Mask labeling examples:
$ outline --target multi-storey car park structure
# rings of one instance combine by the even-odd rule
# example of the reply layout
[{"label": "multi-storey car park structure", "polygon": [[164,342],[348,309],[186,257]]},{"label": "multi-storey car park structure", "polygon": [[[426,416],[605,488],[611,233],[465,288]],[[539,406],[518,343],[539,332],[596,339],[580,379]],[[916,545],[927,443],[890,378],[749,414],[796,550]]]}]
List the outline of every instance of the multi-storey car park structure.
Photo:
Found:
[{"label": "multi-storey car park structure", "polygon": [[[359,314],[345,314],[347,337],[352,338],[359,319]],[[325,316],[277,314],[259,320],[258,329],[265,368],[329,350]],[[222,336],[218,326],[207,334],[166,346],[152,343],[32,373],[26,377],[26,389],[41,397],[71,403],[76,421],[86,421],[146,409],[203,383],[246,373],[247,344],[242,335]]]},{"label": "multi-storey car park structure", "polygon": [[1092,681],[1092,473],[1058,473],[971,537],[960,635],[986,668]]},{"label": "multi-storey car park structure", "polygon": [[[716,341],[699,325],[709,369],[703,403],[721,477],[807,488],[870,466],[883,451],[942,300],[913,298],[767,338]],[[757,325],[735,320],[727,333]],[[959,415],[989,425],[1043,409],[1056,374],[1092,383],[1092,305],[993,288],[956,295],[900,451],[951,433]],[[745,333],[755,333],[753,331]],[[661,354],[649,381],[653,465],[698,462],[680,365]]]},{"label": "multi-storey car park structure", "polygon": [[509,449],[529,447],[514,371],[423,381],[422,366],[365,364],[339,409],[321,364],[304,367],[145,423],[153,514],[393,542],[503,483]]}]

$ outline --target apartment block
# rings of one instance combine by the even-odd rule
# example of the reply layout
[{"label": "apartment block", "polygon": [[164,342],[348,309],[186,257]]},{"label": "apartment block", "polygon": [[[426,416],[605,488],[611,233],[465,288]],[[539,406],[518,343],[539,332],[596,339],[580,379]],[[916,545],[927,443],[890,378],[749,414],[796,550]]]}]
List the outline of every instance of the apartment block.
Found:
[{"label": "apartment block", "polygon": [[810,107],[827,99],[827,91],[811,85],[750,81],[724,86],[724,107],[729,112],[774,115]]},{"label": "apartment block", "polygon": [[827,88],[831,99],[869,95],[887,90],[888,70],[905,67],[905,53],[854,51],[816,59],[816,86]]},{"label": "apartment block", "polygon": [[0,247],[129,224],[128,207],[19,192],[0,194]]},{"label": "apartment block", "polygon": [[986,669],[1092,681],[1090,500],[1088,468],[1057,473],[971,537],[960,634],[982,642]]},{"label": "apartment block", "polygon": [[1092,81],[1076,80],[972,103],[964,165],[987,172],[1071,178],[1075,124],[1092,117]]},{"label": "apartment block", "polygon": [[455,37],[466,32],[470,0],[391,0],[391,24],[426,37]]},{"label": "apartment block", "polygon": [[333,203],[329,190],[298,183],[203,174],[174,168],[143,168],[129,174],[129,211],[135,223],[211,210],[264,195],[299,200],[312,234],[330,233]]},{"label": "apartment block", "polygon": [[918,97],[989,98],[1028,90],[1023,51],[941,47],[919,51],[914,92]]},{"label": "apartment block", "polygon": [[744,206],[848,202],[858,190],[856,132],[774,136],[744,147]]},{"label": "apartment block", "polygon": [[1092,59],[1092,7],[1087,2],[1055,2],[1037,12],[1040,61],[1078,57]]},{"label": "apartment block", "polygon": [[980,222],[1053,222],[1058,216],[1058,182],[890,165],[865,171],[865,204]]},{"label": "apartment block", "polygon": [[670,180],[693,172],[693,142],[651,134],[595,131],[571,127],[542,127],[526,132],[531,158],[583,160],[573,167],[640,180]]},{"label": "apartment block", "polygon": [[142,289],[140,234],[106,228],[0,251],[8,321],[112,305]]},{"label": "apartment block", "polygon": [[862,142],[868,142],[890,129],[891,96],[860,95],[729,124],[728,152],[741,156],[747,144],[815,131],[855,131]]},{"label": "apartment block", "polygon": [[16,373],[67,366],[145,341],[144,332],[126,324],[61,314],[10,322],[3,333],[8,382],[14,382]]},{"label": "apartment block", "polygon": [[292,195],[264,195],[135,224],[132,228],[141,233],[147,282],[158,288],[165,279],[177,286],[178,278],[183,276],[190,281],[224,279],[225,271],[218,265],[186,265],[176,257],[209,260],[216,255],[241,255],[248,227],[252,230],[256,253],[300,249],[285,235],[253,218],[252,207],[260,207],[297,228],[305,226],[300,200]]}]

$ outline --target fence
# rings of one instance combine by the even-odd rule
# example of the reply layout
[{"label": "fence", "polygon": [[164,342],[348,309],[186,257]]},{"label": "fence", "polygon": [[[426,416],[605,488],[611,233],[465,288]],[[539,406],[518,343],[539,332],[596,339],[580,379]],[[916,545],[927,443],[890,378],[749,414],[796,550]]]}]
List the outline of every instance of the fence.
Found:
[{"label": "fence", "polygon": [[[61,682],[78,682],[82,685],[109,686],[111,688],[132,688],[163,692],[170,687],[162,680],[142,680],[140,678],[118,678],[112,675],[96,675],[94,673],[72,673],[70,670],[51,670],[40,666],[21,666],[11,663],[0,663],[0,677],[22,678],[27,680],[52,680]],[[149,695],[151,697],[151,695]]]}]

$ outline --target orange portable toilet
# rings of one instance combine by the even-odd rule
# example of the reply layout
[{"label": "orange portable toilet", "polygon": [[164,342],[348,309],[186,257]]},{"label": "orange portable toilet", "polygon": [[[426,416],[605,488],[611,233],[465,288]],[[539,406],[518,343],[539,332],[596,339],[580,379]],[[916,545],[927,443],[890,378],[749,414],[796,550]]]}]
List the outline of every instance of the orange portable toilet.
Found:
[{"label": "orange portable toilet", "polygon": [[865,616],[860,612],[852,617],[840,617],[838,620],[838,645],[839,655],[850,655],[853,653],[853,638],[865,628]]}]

...

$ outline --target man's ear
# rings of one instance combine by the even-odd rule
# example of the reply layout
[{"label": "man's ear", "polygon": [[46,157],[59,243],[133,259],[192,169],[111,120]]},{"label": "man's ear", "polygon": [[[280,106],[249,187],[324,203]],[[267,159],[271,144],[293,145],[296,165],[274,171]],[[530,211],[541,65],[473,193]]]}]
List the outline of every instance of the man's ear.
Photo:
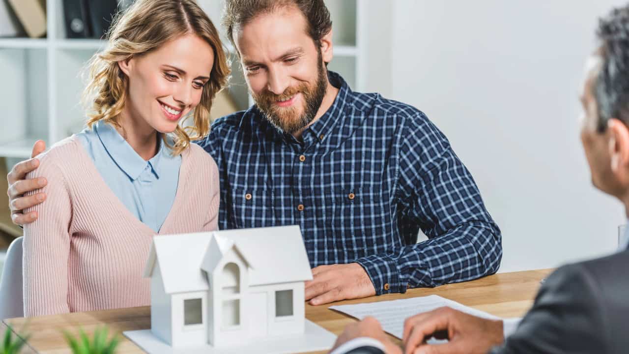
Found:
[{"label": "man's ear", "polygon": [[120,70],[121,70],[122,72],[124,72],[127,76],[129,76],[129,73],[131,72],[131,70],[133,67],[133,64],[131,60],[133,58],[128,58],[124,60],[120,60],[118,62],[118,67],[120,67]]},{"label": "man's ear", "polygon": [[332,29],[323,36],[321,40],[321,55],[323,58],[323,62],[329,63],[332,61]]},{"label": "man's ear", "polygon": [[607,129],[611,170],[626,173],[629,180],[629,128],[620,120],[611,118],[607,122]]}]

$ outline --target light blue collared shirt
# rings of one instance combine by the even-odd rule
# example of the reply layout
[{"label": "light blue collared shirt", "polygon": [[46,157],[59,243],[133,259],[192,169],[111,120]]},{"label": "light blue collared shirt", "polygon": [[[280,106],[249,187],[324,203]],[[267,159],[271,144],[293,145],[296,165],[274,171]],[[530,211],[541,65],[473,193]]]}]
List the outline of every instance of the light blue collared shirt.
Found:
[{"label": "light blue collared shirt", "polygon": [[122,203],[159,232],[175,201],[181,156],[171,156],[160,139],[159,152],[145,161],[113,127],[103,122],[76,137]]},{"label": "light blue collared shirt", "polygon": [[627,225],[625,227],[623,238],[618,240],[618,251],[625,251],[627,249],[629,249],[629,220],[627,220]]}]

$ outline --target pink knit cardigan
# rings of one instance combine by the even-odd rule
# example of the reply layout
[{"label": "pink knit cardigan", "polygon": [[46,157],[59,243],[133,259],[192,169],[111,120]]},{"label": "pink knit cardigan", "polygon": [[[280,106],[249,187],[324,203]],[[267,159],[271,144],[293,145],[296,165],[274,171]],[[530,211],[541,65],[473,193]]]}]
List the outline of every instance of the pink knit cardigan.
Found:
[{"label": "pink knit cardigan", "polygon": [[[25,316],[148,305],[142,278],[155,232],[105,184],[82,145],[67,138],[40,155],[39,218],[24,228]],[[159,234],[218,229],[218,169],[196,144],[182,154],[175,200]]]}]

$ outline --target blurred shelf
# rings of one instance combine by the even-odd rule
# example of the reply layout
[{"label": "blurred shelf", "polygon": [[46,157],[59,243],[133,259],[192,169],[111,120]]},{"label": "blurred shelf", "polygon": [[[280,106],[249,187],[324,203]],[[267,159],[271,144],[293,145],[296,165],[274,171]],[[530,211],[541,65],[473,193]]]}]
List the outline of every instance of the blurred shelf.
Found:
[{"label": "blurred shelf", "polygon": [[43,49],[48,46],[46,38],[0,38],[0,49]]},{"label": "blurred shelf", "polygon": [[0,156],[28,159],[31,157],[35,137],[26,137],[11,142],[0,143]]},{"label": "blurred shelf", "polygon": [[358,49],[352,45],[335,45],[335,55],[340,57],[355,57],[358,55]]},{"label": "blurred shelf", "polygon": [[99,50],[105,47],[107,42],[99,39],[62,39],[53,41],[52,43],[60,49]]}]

Exercise details: Pull out each line in the rows above that contains the word "List".

Result of this exercise:
List the outline of every instance of the multi-storey car park structure.
List the outline of every instance of the apartment block.
List the outline of every instance of the fence.
List the outline of every instance of the orange portable toilet.
List the outline of every instance of the man's ear.
List the outline of every instance of the light blue collared shirt.
List the outline of every instance of the pink knit cardigan.
List the outline of every instance of the blurred shelf.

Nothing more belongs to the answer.